*** Opening Supplied records ***

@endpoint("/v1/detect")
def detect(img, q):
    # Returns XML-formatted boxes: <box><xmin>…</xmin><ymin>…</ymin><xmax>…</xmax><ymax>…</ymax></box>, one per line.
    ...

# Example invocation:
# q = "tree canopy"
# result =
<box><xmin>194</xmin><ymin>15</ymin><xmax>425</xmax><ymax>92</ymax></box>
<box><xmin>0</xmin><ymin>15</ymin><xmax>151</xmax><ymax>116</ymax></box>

*** Closing Supplied records ***

Task directions =
Every word of every entry must be returned as it appears.

Solved exercise =
@endpoint("/v1/detect")
def detect(img, q):
    # Returns XML-formatted boxes: <box><xmin>…</xmin><ymin>…</ymin><xmax>…</xmax><ymax>…</ymax></box>, one per line.
    ...

# Example invocation:
# q = "tree canopy"
# result =
<box><xmin>194</xmin><ymin>15</ymin><xmax>425</xmax><ymax>92</ymax></box>
<box><xmin>0</xmin><ymin>15</ymin><xmax>151</xmax><ymax>116</ymax></box>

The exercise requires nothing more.